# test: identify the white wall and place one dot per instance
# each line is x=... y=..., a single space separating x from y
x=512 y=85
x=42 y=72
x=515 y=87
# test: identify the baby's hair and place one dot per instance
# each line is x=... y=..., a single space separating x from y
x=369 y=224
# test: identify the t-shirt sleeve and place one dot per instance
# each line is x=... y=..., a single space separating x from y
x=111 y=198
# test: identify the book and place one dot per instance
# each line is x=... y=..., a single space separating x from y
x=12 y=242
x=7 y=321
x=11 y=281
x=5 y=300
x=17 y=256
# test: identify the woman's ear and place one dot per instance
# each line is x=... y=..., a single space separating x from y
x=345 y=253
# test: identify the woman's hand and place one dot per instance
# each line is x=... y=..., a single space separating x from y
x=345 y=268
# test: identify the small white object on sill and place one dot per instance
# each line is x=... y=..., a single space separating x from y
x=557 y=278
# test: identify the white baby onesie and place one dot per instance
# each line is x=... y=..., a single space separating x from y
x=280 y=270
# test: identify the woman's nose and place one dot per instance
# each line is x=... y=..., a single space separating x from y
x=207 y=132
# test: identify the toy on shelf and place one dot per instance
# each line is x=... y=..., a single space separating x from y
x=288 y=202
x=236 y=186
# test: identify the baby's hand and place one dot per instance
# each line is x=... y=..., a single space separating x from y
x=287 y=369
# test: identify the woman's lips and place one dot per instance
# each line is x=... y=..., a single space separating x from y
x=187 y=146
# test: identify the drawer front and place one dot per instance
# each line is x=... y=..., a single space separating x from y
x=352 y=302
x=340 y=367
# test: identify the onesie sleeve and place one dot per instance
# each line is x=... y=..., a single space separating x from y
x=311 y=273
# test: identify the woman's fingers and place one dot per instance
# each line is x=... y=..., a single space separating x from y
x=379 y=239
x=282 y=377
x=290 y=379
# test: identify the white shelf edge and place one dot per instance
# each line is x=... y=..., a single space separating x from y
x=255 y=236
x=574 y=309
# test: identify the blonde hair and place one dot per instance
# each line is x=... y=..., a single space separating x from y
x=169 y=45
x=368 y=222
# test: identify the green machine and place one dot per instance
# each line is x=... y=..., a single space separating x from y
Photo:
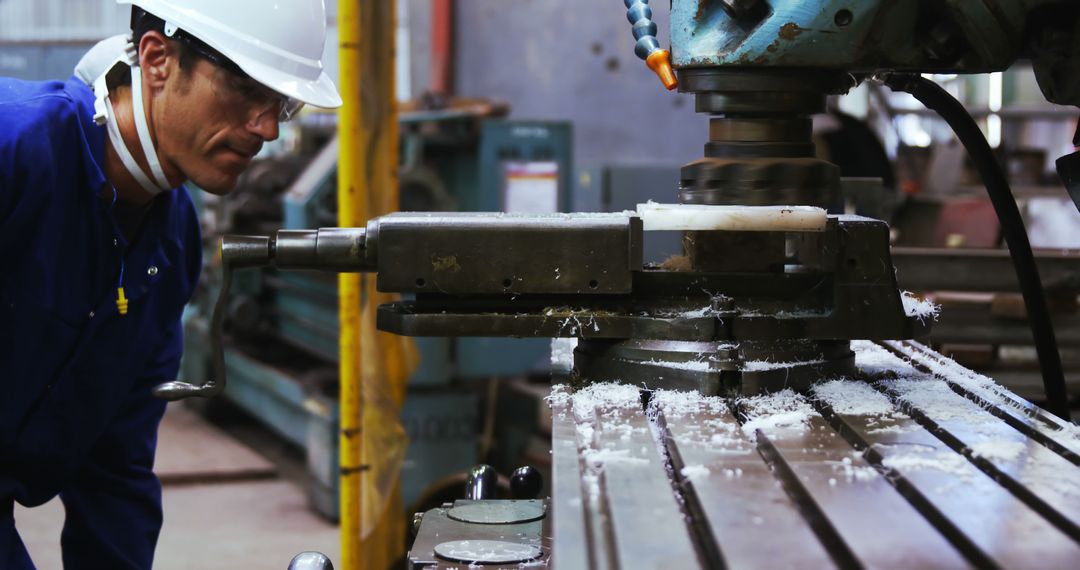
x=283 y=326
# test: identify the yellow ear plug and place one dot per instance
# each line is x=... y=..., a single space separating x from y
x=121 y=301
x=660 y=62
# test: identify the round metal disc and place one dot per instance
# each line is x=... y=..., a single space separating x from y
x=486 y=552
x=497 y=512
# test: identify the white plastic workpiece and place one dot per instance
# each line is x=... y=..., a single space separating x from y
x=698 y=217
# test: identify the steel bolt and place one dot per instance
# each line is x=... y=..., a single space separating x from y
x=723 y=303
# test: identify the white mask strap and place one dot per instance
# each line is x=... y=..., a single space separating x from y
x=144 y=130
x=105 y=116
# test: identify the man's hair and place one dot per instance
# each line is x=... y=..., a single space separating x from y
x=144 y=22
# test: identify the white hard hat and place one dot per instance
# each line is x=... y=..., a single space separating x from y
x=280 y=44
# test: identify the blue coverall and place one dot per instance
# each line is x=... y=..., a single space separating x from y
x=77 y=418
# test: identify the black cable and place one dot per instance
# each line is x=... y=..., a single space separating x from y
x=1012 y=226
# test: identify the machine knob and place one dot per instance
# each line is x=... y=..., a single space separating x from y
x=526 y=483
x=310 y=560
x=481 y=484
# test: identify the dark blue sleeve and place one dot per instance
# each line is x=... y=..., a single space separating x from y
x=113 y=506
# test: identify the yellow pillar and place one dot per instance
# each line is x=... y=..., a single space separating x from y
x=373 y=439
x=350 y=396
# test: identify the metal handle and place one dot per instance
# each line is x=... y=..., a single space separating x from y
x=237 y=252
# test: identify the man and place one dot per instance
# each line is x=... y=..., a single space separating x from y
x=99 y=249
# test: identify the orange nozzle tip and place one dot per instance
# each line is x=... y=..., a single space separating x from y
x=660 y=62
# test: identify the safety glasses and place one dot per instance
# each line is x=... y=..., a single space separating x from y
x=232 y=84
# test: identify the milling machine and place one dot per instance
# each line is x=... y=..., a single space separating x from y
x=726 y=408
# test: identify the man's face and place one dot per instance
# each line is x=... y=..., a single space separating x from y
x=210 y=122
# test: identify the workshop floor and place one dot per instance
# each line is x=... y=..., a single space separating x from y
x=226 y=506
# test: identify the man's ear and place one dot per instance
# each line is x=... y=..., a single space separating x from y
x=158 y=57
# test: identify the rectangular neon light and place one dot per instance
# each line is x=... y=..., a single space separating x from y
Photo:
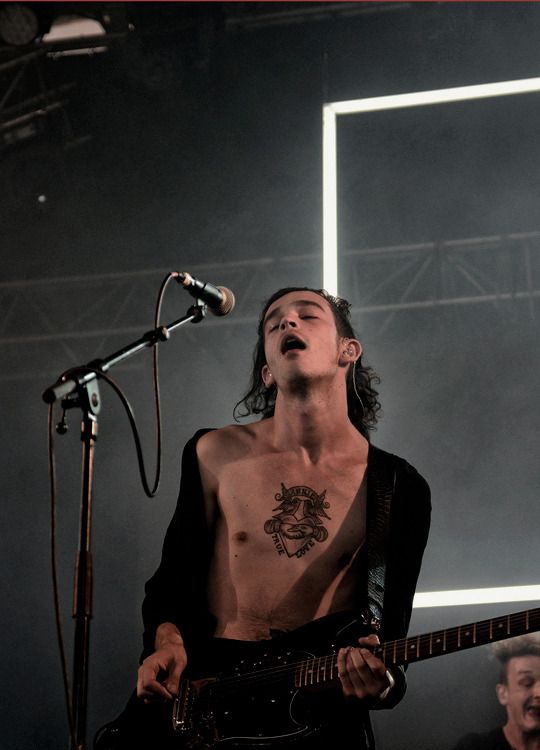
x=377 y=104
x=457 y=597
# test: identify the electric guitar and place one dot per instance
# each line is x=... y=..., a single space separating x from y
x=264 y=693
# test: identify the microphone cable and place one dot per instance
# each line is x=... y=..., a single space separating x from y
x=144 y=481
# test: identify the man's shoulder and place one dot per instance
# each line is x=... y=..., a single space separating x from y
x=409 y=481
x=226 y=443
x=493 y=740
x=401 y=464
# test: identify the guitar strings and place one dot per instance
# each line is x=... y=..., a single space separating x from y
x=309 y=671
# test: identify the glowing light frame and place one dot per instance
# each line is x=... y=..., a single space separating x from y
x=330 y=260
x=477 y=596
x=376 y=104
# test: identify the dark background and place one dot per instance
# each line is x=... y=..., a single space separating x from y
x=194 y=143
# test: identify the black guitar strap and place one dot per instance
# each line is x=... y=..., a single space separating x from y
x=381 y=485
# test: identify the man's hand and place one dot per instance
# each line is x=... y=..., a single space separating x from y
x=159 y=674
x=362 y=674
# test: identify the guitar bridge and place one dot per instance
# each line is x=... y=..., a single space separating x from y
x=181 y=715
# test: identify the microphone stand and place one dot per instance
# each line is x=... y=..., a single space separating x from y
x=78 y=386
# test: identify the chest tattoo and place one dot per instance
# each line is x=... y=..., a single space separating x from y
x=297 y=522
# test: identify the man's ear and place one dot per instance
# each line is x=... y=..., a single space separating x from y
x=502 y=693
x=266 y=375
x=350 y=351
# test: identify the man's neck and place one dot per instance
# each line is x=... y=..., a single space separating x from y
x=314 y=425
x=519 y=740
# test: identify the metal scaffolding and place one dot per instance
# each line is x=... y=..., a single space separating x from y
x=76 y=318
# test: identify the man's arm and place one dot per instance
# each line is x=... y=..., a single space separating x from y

** Условия задания **
Перепишите все пункты выше, заменив «a single space separating x from y» на «one space between x and y». Остальное оставьте без изменений, а изображения в ответ не включайте.

** Результат выполнения **
# test: identify the white wall and place one dot per instance
# each line is x=... y=..., one space between x and y
x=512 y=85
x=42 y=72
x=515 y=87
# test: identify the baby's hair and place one dot per instance
# each line is x=... y=..., one space between x and y
x=369 y=224
# test: identify the t-shirt sleeve and place one dot per instance
# each line is x=... y=..., one space between x and y
x=111 y=198
# test: identify the book and place one dot per instance
# each line is x=... y=..., one space between x and y
x=12 y=242
x=7 y=321
x=11 y=281
x=5 y=300
x=17 y=256
# test: identify the woman's ear and place one dot per instance
# each line is x=... y=..., one space between x and y
x=345 y=253
# test: identify the woman's hand and place one dot per instance
# each line is x=... y=..., one space between x and y
x=345 y=268
# test: identify the small white object on sill and place one dot per instance
# each line is x=... y=..., one space between x and y
x=557 y=278
# test: identify the white baby onesie and place one dot per instance
# each line is x=... y=..., one space between x and y
x=280 y=270
# test: identify the woman's nose and place one dot per instance
# each line is x=... y=..., one space between x and y
x=207 y=132
# test: identify the toy on shelf and place one dot per instance
# each line is x=... y=..., one space between x and y
x=288 y=202
x=236 y=186
# test: identify the baby's hand and place one dot per instance
# each line is x=... y=..., one space between x and y
x=287 y=369
# test: identify the woman's lips and place one dot per instance
# each line is x=... y=..., one space between x and y
x=187 y=146
# test: identify the drawer front and place one dot per instance
# each line is x=... y=..., one space between x and y
x=352 y=302
x=340 y=367
# test: identify the onesie sleeve and place one dot per instance
# each line is x=... y=..., one space between x and y
x=311 y=273
# test: identify the woman's fingers and place one dot per instance
# each line is x=... y=..., one space between x and y
x=379 y=239
x=282 y=377
x=290 y=379
# test: identify the white shelf edge and place one dot per instance
# each line is x=... y=..., one space between x and y
x=255 y=236
x=574 y=309
# test: identify the blonde hair and place one dot per instance
# each line is x=... y=..., one space between x and y
x=169 y=45
x=368 y=222
# test: identify the green machine and place one dot per instance
# each line is x=... y=..., one space between x and y
Photo:
x=283 y=326
# test: identify the yellow ear plug and place one dot per instance
# each line is x=... y=..., one space between x and y
x=121 y=301
x=660 y=62
# test: identify the round metal disc and place one dot per instance
# each line is x=... y=..., one space between x and y
x=486 y=552
x=497 y=512
# test: identify the white plastic workpiece and place one dot per instance
# each line is x=... y=..., one space between x and y
x=698 y=217
# test: identify the steel bolt and place one dot per instance
# each line is x=... y=..., one space between x and y
x=723 y=303
# test: identify the white mask strap and place one dot per instance
# each line is x=... y=..., one space between x and y
x=144 y=130
x=105 y=116
# test: identify the man's hair and place one dot per instance
# each line is x=... y=..., one space between x and y
x=144 y=22
# test: identify the white hard hat and place one dot per instance
# each line is x=... y=..., one space between x and y
x=280 y=44
# test: identify the blue coverall and place one dot per instance
# each line is x=... y=..., one space between x and y
x=77 y=418
# test: identify the black cable and place one dot per instance
# each line is x=... y=..., one space between x and y
x=1012 y=226
# test: identify the machine knob and place one dot per instance
# each line is x=... y=..., one space between x and y
x=526 y=483
x=310 y=560
x=481 y=484
# test: identify the dark blue sleeve and place one dot per instance
# each line is x=... y=..., one space between x and y
x=113 y=506
# test: identify the yellow pillar and place one dot per instance
# each line is x=... y=..., one space between x and y
x=373 y=439
x=350 y=396
# test: identify the metal handle and place one dot per instance
# each line is x=... y=..., one space between x and y
x=237 y=252
# test: identify the man and place one dot per instance
# each line is x=... y=..., one space between x and y
x=99 y=249
# test: identify the orange nozzle tip and place one dot per instance
# each line is x=... y=..., one space between x and y
x=660 y=62
# test: identify the safety glasses and place one dot per instance
# each line is x=... y=..., one space between x and y
x=232 y=84
# test: identify the milling machine and place one dot per instance
# each line is x=... y=..., one space between x and y
x=726 y=408
# test: identify the man's face and place one dot per instance
# each line is x=... y=..., one space between x and y
x=210 y=122
# test: identify the workshop floor and place one dot per instance
# each line is x=... y=..., one space between x and y
x=226 y=506
# test: identify the man's ear and place one dot per instance
# each line is x=... y=..., one space between x and y
x=158 y=57
# test: identify the rectangular neon light and place one dot per instance
# each line is x=... y=..., one space between x and y
Photo:
x=377 y=104
x=457 y=597
# test: identify the electric guitar and place one dot per instance
# each line is x=... y=..., one space between x and y
x=264 y=693
# test: identify the microphone cable and place one dot per instance
# each line is x=... y=..., one space between x and y
x=144 y=481
# test: identify the man's shoulder and place one dot per instance
# each line is x=... y=..., one space between x and y
x=409 y=481
x=226 y=443
x=493 y=740
x=401 y=464
# test: identify the guitar strings and place one dot per instance
# each line is x=... y=..., one space between x and y
x=309 y=671
# test: identify the glowing light frame and place one dot per instance
# each line is x=... y=..., one space between x and y
x=330 y=260
x=477 y=596
x=376 y=104
# test: identify the dark background and place one dot per instance
# each line is x=... y=..., one space between x and y
x=194 y=143
# test: identify the black guitar strap and place one dot per instance
# each line is x=... y=..., one space between x and y
x=381 y=485
# test: identify the man's hand and place one dot per instance
# each line is x=... y=..., one space between x and y
x=159 y=674
x=362 y=674
# test: identify the guitar bridge and place one dot per instance
# each line is x=... y=..., one space between x and y
x=181 y=715
# test: identify the microphone stand and place one dot per instance
# each line is x=... y=..., one space between x and y
x=78 y=386
# test: identify the chest tattoo and place one dot per instance
# each line is x=... y=..., one space between x and y
x=297 y=522
# test: identify the man's ear and place one dot per instance
# each line is x=... y=..., one space between x and y
x=502 y=693
x=266 y=375
x=350 y=351
# test: identify the man's neck and place one dot per instance
# each line is x=... y=..., one space between x and y
x=314 y=425
x=519 y=740
# test: identify the metal scaffolding and place one dot per instance
# each line is x=... y=..., one space between x and y
x=76 y=318
# test: identify the man's arm and place one dot per instance
# each line is x=... y=..., one space between x and y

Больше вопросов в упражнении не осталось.